Nel brano sulla farmacia, a che cosa andrebbero agganciati gli utili con il nuovo modello di remunerazione?

**BRANO DA LEGGERE**.
--

La farmacia ha bisogno di rifondarsi. Deve andare a occupare nuovi spazi per contrastare la perdita di utile sul farmaco che deriva da manovre e genericazioni. Deve giocare la carta dei servizi ma soprattutto deve incunearsi nel processo di “deospedalizzazione” della Sanità che da anni sposta progressivamente cure e pazienti sul territorio. E deve cambiare modello di remunerazione, per svincolare gli utili dal prezzo della confezione e agganciarli invece alle prestazioni professionali del farmacista.

--

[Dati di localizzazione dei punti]
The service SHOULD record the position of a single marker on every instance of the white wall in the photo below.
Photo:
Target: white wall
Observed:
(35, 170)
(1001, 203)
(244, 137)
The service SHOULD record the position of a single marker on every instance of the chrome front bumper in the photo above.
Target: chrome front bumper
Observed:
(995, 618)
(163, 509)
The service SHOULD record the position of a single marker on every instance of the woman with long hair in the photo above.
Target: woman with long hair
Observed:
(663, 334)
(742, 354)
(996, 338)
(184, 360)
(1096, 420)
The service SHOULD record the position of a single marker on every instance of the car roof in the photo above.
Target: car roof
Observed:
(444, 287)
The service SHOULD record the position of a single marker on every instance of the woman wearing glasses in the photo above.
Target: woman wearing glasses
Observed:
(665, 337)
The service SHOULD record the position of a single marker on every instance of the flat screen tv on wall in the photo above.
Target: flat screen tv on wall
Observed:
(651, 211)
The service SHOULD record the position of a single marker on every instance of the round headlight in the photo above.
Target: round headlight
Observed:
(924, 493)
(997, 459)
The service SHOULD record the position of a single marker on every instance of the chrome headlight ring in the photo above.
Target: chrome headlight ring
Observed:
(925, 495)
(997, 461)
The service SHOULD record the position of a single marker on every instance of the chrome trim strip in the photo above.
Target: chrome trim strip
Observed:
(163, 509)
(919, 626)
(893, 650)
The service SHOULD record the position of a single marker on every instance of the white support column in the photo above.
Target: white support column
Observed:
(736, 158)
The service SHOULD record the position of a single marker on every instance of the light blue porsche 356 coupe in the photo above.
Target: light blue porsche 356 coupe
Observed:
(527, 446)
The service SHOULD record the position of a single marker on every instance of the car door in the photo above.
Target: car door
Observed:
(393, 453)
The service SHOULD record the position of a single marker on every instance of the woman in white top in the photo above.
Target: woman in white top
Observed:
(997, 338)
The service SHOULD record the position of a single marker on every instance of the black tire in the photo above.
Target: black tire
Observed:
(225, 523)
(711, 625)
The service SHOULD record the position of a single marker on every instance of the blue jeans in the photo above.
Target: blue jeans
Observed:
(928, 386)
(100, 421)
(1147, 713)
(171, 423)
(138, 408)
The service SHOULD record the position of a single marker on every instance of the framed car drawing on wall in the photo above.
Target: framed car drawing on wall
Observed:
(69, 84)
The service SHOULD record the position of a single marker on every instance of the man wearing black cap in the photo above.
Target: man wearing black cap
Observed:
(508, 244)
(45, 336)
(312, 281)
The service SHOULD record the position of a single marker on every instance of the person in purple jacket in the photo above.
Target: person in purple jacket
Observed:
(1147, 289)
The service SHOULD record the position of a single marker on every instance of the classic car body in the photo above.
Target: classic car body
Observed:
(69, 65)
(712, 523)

--

**RISULTATO DELL'ESERCIZIO**. Alle prestazioni professionali del farmacista.